§ **Direction**: Copy out the line containing "[locate] glass foot" and each line after it, through the last one in the material, exactly as written.

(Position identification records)
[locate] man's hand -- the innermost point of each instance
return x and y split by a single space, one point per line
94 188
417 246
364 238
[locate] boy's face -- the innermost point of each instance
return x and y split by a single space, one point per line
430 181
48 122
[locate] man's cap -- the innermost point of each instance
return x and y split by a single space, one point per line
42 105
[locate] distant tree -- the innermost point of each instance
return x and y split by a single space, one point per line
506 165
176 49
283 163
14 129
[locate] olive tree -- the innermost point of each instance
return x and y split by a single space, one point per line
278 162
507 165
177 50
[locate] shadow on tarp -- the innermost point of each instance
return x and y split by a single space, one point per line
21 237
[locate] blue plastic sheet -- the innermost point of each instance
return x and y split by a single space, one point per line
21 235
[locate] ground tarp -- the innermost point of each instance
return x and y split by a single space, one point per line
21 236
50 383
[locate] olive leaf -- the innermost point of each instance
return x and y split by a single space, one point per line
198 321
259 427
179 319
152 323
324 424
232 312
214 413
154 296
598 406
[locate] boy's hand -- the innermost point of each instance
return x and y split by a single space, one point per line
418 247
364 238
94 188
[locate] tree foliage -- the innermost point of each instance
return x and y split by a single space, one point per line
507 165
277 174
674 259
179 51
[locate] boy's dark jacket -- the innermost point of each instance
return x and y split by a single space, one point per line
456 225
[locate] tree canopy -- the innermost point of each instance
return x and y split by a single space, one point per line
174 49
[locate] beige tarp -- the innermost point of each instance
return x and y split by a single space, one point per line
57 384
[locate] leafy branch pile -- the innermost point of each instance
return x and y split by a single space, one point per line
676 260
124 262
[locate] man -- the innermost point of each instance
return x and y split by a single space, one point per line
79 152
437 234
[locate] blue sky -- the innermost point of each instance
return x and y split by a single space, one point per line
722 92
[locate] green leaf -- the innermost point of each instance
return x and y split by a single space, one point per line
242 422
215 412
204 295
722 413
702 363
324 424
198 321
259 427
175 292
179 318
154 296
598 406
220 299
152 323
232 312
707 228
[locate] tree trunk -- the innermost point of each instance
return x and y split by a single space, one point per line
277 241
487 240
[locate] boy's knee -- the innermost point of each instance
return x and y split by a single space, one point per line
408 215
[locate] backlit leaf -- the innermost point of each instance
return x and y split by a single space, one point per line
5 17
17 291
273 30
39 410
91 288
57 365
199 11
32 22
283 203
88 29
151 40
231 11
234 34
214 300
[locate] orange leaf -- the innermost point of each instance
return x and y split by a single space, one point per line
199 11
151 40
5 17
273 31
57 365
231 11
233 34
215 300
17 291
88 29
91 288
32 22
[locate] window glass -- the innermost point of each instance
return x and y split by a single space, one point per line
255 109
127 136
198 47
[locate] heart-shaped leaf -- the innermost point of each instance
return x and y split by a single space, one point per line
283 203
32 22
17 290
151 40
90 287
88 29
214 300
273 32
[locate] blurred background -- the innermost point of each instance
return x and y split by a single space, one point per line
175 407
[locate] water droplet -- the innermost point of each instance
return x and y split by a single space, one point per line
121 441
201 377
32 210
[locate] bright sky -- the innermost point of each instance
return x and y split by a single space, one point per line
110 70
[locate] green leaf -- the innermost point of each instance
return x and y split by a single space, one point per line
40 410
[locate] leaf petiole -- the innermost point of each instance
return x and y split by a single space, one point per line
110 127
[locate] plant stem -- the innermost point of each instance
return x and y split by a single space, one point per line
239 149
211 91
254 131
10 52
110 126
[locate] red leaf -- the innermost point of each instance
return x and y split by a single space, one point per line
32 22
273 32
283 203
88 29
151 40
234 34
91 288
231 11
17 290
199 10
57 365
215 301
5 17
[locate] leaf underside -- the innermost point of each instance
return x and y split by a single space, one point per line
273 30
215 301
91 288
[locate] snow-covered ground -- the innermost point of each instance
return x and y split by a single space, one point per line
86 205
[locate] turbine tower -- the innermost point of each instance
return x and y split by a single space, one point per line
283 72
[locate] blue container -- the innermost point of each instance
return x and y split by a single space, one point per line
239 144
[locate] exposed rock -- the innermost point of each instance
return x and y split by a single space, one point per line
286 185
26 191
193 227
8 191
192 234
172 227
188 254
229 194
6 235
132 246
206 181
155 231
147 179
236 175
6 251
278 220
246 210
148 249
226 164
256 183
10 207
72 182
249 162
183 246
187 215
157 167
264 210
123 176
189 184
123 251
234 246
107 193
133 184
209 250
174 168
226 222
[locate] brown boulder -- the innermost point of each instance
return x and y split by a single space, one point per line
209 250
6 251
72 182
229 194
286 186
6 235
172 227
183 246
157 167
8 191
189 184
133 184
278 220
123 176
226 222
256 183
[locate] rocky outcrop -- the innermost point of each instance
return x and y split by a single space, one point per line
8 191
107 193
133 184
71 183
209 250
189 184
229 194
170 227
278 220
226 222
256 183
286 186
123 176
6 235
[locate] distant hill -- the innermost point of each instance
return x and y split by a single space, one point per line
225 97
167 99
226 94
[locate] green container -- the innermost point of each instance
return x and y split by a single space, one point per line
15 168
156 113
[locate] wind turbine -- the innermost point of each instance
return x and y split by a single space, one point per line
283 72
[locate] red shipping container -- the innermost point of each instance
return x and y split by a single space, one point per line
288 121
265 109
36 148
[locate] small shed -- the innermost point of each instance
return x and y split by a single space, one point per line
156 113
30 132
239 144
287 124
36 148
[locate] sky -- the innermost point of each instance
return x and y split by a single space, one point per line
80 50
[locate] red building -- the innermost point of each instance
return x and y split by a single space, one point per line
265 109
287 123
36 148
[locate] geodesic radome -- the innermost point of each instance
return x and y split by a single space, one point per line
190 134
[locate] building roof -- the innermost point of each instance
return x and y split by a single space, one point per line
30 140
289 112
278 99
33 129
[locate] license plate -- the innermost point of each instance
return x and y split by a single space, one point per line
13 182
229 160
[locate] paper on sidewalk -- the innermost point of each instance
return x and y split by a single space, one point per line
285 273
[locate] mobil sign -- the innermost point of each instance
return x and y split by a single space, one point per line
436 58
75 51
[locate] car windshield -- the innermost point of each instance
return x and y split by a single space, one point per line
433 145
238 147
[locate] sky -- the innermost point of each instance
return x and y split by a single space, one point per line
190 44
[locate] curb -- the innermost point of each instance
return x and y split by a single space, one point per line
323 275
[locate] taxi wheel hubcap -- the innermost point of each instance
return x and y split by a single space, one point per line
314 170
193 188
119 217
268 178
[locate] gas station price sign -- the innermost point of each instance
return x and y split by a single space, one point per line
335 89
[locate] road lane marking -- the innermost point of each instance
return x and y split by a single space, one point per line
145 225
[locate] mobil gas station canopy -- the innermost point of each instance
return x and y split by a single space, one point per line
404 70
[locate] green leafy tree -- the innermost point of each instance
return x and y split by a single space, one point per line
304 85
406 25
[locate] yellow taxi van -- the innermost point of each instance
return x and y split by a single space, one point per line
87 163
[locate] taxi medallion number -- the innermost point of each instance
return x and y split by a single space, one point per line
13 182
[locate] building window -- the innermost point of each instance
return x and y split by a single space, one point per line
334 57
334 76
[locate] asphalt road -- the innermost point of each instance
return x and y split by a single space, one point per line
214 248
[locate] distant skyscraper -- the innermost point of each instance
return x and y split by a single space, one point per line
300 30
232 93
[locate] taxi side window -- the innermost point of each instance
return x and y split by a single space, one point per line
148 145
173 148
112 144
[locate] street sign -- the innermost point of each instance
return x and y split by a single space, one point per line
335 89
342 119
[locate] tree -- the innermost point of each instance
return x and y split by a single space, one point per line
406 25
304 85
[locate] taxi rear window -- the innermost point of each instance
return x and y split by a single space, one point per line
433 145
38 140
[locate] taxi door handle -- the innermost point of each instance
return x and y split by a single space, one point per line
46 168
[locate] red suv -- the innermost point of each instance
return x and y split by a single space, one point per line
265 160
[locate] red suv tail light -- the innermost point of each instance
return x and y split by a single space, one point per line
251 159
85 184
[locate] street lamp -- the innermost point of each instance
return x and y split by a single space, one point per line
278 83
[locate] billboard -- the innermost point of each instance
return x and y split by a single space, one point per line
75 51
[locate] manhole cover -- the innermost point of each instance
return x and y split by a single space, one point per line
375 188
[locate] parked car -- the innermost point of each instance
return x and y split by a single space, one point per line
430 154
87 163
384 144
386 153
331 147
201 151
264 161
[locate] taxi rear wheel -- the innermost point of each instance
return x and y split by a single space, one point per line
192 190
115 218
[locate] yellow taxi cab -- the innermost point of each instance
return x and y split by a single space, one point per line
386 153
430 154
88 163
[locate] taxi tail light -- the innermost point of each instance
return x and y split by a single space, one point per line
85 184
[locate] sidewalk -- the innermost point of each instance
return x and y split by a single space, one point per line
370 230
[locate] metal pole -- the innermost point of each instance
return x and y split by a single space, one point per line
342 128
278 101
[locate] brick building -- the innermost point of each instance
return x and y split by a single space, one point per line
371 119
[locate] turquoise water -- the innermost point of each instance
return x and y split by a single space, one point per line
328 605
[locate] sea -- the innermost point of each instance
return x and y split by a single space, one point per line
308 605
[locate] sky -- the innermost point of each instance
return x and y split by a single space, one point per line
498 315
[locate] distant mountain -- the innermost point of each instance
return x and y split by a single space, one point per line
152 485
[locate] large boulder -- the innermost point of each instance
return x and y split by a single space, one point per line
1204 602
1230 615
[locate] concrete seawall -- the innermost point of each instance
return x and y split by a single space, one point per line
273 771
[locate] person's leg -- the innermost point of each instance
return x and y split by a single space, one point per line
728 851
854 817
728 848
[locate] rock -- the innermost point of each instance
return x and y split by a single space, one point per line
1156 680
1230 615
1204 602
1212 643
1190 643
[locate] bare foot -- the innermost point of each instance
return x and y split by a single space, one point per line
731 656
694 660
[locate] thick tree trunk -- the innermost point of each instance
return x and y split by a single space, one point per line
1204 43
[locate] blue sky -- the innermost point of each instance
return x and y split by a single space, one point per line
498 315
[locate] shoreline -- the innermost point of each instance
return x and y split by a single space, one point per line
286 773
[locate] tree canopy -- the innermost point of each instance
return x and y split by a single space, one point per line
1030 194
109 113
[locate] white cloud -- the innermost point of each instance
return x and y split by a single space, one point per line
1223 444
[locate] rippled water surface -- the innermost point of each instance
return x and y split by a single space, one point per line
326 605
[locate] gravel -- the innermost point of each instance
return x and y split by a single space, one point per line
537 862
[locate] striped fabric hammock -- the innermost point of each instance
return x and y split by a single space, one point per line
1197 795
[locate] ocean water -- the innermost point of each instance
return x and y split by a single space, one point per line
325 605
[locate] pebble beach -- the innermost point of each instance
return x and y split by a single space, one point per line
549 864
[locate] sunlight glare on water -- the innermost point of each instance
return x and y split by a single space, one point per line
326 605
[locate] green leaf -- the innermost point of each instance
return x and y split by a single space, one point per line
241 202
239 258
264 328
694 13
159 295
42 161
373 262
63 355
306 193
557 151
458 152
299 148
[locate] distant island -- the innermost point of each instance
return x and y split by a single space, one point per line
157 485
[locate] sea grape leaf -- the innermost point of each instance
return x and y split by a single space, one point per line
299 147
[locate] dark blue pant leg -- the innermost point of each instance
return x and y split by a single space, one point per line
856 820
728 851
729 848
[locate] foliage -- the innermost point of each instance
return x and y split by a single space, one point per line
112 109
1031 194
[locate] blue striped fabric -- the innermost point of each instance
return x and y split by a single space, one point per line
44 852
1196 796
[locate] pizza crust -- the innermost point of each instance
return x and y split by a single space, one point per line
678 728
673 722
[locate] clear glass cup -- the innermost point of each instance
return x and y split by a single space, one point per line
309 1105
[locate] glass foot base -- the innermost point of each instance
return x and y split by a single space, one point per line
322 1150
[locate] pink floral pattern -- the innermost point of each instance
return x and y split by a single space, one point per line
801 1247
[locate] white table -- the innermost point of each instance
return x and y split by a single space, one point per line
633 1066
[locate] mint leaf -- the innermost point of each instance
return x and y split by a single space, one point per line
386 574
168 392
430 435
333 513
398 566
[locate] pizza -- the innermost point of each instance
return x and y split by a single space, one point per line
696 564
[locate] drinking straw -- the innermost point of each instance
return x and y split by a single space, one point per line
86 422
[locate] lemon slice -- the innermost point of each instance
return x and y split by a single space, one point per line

§ **Full solution**:
[locate] glass foot base -- the innermost point of each instance
return x and y split by a single space, one point per line
322 1150
[locate] pink floral pattern -- the innermost point of each instance
return x and y split by a single space, one point per line
801 1247
[locate] white table -- the innermost point of each instance
return x and y split by a single space, one point per line
633 1066
[locate] mint leaf -- the innermost point of each instance
return x and y split by a single space, one point per line
386 574
168 392
430 435
333 513
398 566
[locate] pizza -- the innermost point of each instance
return x and y split by a single space, one point per line
696 564
[locate] drinking straw -- the innermost point of each instance
return x and y split by a single space, one point per line
86 422
[locate] lemon slice -- the innermost point of each instance
return x and y split by a single space, one point per line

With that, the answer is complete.